─── READING TEXT ───

Soon after picking up his angry 17-year-old daughter from a boarding school, she sobered him with news that she had witnessed her mother cheating on him. One of his best male friends added insult to injury by revealing the identity of the man with whom she was having the affair, adding that his wife loved the guy and that she intended to divorce her husband. George allowed himself to experience both pain and anger without being consumed by either emotion. However, he did pursue his wife’s lover and confronted him at his beach house. In the midst of his controlled expression of anger, George proved unduly gracious in two ways: he refrained from telling the guy’s wife about her husband’s affair and he invited the lover to visit his wife before she died.
In a very tender scene just prior to his wife’s passing, George tersely, yet quite sweetly bade farewell to his comatose wife, with implied forgiveness amidst residual anger and disappointment.
George remained respectful and relatively non-defensive with his father-in-law as he received continual rebukes from him, which he apparently endured repeatedly from him during his marriage. As with his wife’s lover, he maintained genteel restraint, while reflecting ego strength.

───

● PROBLEM SET
(A) In the passage about George, change "comatose" to "unconscious" in the part between "In a very tender" and "reflecting ego strength.", inclusive, and write out that part.
(B) According to the passage about George, what did his daughter say she had witnessed?
(C) Carry on the passage about George from where it stops.
The data are separate material with no connection to the passage about George.

─── DATASET SECTION ───

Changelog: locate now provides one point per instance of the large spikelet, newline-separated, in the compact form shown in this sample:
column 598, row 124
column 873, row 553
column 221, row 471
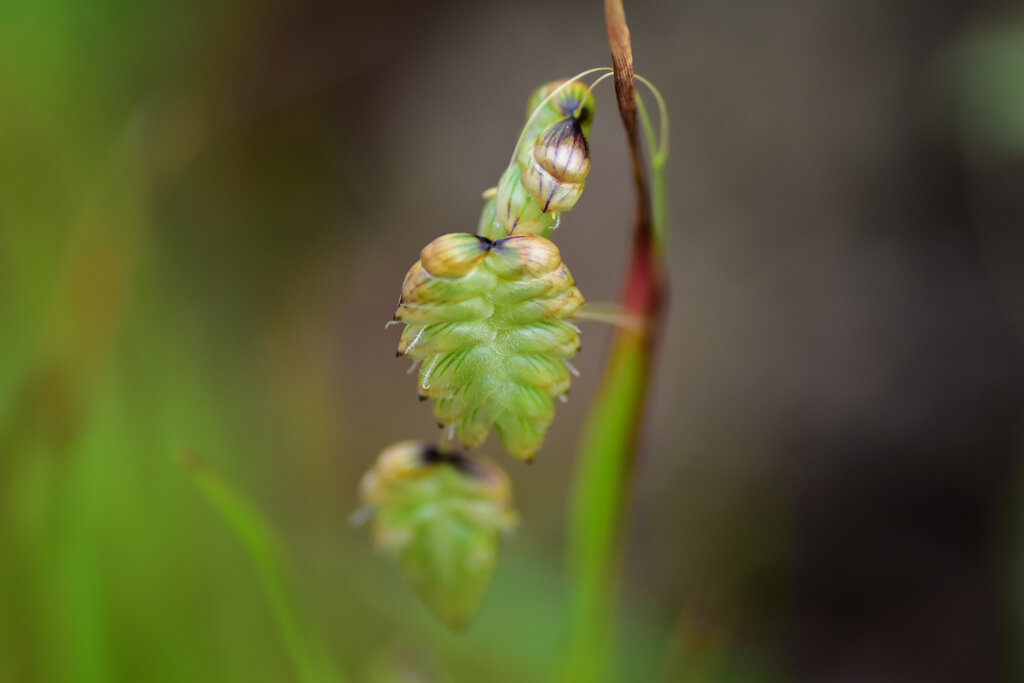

───

● ANSWERS PROVIDED
(A)
In a very tender scene just prior to his wife’s passing, George tersely, yet quite sweetly bade farewell to his unconscious wife, with implied forgiveness amidst residual anger and disappointment.
George remained respectful and relatively non-defensive with his father-in-law as he received continual rebukes from him, which he apparently endured repeatedly from him during his marriage. As with his wife’s lover, he maintained genteel restraint, while reflecting ego strength.

(B) She had witnessed her mother cheating on him.

(C)
Having been the “understudy” parent, as he termed it, George expressed great concern about adequately raising his brash, crude daughters, ages 17 and 10. As the plot progressed, the trio grew notably closer, largely due to George’s expression of genuine dismay and his authentic manliness in relating to the girls.
Finally, as the sole trustee of his Hawaiian descendants’ mass of virgin land, George took a stand against his band of cousins to preserve the family’s and state’s beautiful ocean-front property, averting gross commercialization of it. (See the movie to discover his other motive for defying his cousins’ consensual wishes.)
Ruth and I recommend this very natural, well-acted movie, in which Mr. Clooney models a lot of qualities of a newly-vulnerable man of essentially strong character.